* [Data records]
++++++

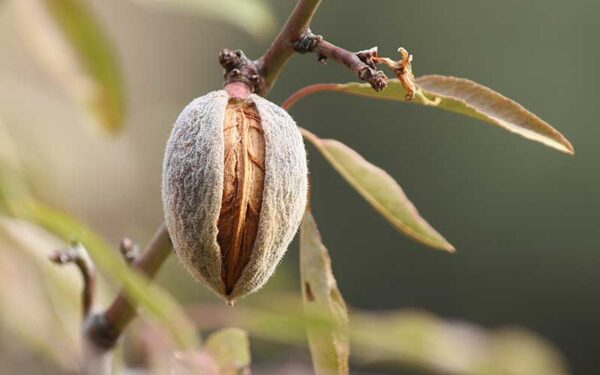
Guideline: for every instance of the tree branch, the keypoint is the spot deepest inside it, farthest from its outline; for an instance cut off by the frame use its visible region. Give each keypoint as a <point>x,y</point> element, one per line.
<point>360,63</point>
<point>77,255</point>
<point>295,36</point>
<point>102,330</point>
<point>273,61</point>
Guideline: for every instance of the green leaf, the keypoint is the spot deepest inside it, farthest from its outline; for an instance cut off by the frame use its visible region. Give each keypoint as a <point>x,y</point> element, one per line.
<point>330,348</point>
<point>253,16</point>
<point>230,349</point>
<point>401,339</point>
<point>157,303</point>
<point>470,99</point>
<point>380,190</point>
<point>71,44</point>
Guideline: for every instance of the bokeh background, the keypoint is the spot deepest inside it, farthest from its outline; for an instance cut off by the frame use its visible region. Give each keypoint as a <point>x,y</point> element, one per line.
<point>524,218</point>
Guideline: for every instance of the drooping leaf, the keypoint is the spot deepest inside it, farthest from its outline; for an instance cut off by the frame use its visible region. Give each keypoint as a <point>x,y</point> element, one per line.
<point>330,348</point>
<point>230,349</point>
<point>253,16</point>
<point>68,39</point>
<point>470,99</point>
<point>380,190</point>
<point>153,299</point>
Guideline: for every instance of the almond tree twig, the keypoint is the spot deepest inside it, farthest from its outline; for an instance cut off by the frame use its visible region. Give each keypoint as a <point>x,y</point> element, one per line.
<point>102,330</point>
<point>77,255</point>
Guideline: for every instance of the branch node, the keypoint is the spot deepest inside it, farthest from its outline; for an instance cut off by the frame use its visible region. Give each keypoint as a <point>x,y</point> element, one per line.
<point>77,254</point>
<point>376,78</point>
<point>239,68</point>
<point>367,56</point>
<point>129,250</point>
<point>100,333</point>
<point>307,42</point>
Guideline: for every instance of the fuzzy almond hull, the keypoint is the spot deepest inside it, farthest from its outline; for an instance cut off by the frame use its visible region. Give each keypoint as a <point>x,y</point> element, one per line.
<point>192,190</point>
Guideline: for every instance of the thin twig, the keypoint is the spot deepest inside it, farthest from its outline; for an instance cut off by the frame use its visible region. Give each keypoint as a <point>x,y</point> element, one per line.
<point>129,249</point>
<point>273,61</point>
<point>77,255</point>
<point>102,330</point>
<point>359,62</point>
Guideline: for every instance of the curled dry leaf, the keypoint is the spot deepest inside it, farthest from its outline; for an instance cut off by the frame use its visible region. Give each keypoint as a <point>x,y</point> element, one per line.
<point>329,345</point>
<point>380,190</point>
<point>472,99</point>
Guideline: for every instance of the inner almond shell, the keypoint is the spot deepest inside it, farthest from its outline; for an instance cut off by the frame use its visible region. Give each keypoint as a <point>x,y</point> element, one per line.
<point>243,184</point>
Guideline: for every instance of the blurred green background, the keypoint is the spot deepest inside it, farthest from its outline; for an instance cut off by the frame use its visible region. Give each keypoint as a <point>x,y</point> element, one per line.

++++++

Using the material above, reproduce exactly the line that contains "Guideline: for every instance of the thin" and all lines after it through the last one, and only those.

Guideline: for every instance of the thin twig, the keypoint is the spot deepest inside it, farthest from its outline; for an instance cut off by the frame use its visible region. Give each keypoint as a <point>x,y</point> element, one per line.
<point>129,249</point>
<point>273,61</point>
<point>77,255</point>
<point>102,330</point>
<point>359,62</point>
Guideline: for every instance of the curled dry leaf, the keypoint is the spot deepest inside it, farthest from its outline; for an instance cut off by the frame use its visible region. Give each keypoint as a <point>x,y</point> element, one per line.
<point>329,345</point>
<point>380,190</point>
<point>472,99</point>
Guideline: for every instance of the inner almond shell, the keypoint is the spot deepest inside it, farthest from its outline; for an instance cut off by the frame use its visible region. Give each keypoint as a <point>x,y</point> element, one per line.
<point>243,184</point>
Guideline: for every instance of the blurred green background, the keypoint is the spot deepest inside it, farthest from its outline; for an instance cut off by the frame use its visible region. Give each keypoint as a <point>x,y</point> element, one per line.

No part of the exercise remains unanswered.